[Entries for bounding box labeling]
---

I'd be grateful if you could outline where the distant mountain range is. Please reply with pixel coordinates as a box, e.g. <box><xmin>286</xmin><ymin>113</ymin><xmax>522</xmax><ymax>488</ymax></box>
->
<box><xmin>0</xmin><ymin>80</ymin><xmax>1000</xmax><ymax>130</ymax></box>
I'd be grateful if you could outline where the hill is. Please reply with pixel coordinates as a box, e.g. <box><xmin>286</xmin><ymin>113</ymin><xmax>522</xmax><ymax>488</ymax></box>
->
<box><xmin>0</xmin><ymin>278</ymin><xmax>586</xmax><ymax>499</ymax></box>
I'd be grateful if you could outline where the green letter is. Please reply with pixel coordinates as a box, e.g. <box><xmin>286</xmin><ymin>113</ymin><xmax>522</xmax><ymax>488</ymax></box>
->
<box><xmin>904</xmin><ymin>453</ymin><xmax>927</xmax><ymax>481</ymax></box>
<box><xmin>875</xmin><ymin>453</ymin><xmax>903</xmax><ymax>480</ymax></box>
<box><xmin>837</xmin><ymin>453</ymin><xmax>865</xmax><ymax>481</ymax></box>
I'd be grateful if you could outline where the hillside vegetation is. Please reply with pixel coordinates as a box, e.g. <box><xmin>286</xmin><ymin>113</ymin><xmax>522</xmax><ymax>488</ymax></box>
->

---

TO BE DONE:
Reproduce every line of the records above with no changes.

SOLUTION TO THIS TASK:
I'd be grateful if you could outline where the distant mountain range is. Please reply with pixel coordinates as a box, e.g. <box><xmin>286</xmin><ymin>113</ymin><xmax>522</xmax><ymax>488</ymax></box>
->
<box><xmin>0</xmin><ymin>80</ymin><xmax>1000</xmax><ymax>130</ymax></box>
I'd be grateful if you could outline where the hill is. Please reply with pixel coordinates as a box, e.g. <box><xmin>286</xmin><ymin>113</ymin><xmax>522</xmax><ymax>488</ymax></box>
->
<box><xmin>0</xmin><ymin>278</ymin><xmax>586</xmax><ymax>499</ymax></box>
I'd be grateful if you could outline where the green letter is. Please reply with pixel coordinates as a box, e.g. <box><xmin>286</xmin><ymin>113</ymin><xmax>522</xmax><ymax>488</ymax></box>
->
<box><xmin>904</xmin><ymin>453</ymin><xmax>927</xmax><ymax>481</ymax></box>
<box><xmin>875</xmin><ymin>453</ymin><xmax>903</xmax><ymax>480</ymax></box>
<box><xmin>837</xmin><ymin>453</ymin><xmax>865</xmax><ymax>481</ymax></box>
I'd be grateful if you could outline where the hillside vegetation is. Please reply with pixel coordinates as a box, e.g. <box><xmin>286</xmin><ymin>113</ymin><xmax>522</xmax><ymax>488</ymax></box>
->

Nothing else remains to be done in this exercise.